Um dem Kli­ma­wan­del ent­ge­gen­zu­wir­ken, müs­sen wir Lebens­wei­sen über­den­ken und Unter­neh­mens­phi­lo­so­phien neu­ge­stal­ten. Es gibt schon eini­ge Unter­neh­men, die unter ande­rem auf Kreis­lauf­wirt­schaft und weni­ger Ver­brauch von natür­li­chen Res­sour­cen set­zen – also auch auf „weni­ger“. Gleich­zei­tig leben wir in einer Welt, die ste­ti­gem Wachs­tum hin­ter­her hechelt. Ist Wirt­schafts­wachs­tum noch zeit­ge­mäß? Ist der Wohl­stand tat­säch­lich davon abhän­gig, wie häu­fig argu­men­tiert wird? Wel­chen dazu alter­na­ti­ven Sys­tem­ent­wurf könn­te es geben?

Das hat eine ganz prak­ti­sche und eine theo­re­ti­sche Sei­te. Was ist Wachs­tum? Ähn­lich wie zur zen­tra­len Fra­ge „Was ist Geld?“ gibt die Wirt­schafts­wis­sen­schaft auf die Fra­ge rich­ti­ge Ant­wor­ten, die aber oft das Wesent­li­che ver­feh­len, weil sie jeweils nur einen Aspekt der Fra­ge berück­sich­ti­gen. Die Öko­no­men ste­hen noch am Anfang eines Ver­ständ­nis­ses, wie und war­um Wachs­tum wirkt. Ich neh­me mich da über­haupt nicht aus… Eines steht fest: Es gibt sicher­lich sehr ver­schie­de­ne For­men von Wachs­tum und wir müs­sen die­je­ni­gen för­dern, die nicht unse­re Lebens­ver­hält­nis­se zer­stö­ren. Wachs­tum soll­te Res­sour­cen schaf­fen und nicht vernichten.

Unse­re prak­ti­sche Erfah­rung mit die­ser Wirt­schaft sagt uns, dass wir Ent­wick­lung und Ver­bes­se­rung benö­ti­gen, einen Fort­schritt – aber nicht unbe­dingt ein men­gen­mä­ßi­ges Wachstum…

Sie fra­gen zudem noch nach einem neu­en Sys­tem­ent­wurf. Da ist es viel­leicht ent­täu­schend, wenn ich ant­wor­te: Wir haben schon ein her­vor­ra­gen­des Sys­tem, das fle­xi­bel und ent­wick­lungs­fä­hig genug ist, auch den Sprung in die öko­lo­gi­sche Markt­wirt­schaft zu ermög­li­chen. Es gibt so vie­le Spiel­ar­ten des Kapi­ta­lis­mus, da ist auch eine sozia­le und öko­lo­gi­sche Markt­wirt­schaft gut möglich.

Zu guter Letzt unser klei­ner neckar-alb.blog Fra­ge­bo­gen  an Bernd Villhauer

 Wie haben Sie Ihr Geld angelegt?

****

**GESTELLTE AUFGABE 1**.
Welche Art von Marktwirtschaft ist laut dem Text über Wirtschaftswachstum unter den vielen Spielarten des Kapitalismus gut möglich?

**DATENAUSZUG**.
****

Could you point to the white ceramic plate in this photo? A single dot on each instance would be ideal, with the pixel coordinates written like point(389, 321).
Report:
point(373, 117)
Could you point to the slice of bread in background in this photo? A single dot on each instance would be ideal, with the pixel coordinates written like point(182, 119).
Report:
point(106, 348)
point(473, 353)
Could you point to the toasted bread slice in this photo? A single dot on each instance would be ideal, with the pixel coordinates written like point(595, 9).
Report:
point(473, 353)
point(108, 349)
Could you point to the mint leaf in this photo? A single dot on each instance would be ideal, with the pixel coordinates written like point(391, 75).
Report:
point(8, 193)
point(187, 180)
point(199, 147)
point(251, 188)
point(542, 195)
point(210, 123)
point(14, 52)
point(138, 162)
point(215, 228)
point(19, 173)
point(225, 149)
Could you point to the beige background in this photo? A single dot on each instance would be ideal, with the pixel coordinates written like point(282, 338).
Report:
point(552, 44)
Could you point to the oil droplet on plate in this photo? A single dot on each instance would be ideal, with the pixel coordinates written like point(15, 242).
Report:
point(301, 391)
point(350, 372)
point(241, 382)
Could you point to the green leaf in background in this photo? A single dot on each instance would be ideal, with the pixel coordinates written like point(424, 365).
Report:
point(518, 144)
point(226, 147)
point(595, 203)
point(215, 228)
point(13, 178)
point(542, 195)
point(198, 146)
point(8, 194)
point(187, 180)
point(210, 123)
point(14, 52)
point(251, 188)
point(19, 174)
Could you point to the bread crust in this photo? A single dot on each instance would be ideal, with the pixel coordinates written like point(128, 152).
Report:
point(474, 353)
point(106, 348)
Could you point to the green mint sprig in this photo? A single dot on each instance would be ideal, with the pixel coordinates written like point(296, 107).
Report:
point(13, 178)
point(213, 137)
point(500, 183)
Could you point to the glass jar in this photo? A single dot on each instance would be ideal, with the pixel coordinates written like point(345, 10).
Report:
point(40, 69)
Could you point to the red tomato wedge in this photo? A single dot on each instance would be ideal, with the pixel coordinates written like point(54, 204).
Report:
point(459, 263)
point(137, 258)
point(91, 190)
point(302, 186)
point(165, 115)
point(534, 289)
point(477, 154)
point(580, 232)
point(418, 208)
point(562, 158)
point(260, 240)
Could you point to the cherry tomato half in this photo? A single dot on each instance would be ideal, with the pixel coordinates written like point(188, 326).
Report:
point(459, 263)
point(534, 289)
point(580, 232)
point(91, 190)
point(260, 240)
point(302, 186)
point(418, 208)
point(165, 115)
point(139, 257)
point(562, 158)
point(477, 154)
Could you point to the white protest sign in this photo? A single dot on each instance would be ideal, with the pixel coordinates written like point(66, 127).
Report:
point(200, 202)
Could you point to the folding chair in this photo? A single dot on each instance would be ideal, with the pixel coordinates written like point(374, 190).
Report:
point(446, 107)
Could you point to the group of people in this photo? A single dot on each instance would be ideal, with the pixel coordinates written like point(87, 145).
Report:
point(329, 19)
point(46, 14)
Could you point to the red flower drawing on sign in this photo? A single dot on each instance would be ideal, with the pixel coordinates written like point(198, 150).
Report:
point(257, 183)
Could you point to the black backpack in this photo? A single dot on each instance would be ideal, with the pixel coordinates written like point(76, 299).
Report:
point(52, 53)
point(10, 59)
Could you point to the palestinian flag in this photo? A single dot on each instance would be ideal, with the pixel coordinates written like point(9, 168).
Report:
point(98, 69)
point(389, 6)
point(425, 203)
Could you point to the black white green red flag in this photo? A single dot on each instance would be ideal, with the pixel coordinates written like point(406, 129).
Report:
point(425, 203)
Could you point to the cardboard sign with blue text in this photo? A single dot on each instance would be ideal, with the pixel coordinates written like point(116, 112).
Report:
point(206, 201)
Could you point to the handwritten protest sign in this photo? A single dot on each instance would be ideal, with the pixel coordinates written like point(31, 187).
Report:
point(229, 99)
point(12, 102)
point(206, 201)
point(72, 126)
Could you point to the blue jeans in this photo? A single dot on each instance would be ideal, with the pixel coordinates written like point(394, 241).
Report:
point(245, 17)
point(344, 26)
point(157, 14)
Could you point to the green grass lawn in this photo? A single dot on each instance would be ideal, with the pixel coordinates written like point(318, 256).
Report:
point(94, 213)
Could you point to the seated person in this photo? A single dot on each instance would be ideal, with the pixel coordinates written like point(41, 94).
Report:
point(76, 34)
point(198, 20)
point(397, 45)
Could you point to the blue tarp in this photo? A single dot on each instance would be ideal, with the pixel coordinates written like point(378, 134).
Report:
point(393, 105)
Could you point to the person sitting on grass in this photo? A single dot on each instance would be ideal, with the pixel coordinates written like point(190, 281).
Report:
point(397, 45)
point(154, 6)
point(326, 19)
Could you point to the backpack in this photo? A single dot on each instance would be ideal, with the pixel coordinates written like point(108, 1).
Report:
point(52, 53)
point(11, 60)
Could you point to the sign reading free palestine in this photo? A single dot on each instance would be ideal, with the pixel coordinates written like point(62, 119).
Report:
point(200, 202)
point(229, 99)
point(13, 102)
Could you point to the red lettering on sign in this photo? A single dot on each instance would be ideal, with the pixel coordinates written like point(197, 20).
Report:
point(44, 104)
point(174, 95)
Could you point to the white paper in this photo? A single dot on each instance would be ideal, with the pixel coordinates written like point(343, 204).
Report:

****

**GESTELLTE AUFGABE 2**.
Ersetze in den Zeilen unter dem Text „Report“ durch „Answer“, und zwar von der ersten dieser Zeilen bis einschließlich der Zeile mit „point(40, 69)“. Gib nur diesen Abschnitt wieder und lass alles andere unverändert.

**VOLLSTÄNDIGE ANTWORT 1**.
Eine soziale und ökologische Marktwirtschaft.

**VOLLSTÄNDIGE ANTWORT 2**.
Could you point to the white ceramic plate in this photo? A single dot on each instance would be ideal, with the pixel coordinates written like point(389, 321).
Answer:
point(373, 117)
Could you point to the slice of bread in background in this photo? A single dot on each instance would be ideal, with the pixel coordinates written like point(182, 119).
Answer:
point(106, 348)
point(473, 353)
Could you point to the toasted bread slice in this photo? A single dot on each instance would be ideal, with the pixel coordinates written like point(595, 9).
Answer:
point(473, 353)
point(108, 349)
Could you point to the mint leaf in this photo? A single dot on each instance would be ideal, with the pixel coordinates written like point(391, 75).
Answer:
point(8, 193)
point(187, 180)
point(199, 147)
point(251, 188)
point(542, 195)
point(210, 123)
point(14, 52)
point(138, 162)
point(215, 228)
point(19, 173)
point(225, 149)
Could you point to the beige background in this photo? A single dot on each instance would be ideal, with the pixel coordinates written like point(282, 338).
Answer:
point(552, 44)
Could you point to the oil droplet on plate in this photo? A single dot on each instance would be ideal, with the pixel coordinates written like point(15, 242).
Answer:
point(301, 391)
point(350, 372)
point(241, 382)
Could you point to the green leaf in background in this photo? A single dot on each instance would be ideal, with the pixel coordinates written like point(424, 365).
Answer:
point(518, 144)
point(226, 147)
point(595, 203)
point(215, 228)
point(13, 178)
point(542, 195)
point(198, 146)
point(8, 194)
point(187, 180)
point(210, 123)
point(14, 52)
point(251, 188)
point(19, 174)
Could you point to the bread crust in this photo? A single dot on each instance would be ideal, with the pixel coordinates written like point(128, 152).
Answer:
point(474, 353)
point(106, 348)
Could you point to the green mint sprig in this photo? A single dot on each instance would be ideal, with the pixel coordinates written like point(296, 107).
Answer:
point(13, 178)
point(213, 137)
point(500, 183)
Could you point to the glass jar in this photo? A single dot on each instance would be ideal, with the pixel coordinates written like point(345, 10).
Answer:
point(40, 69)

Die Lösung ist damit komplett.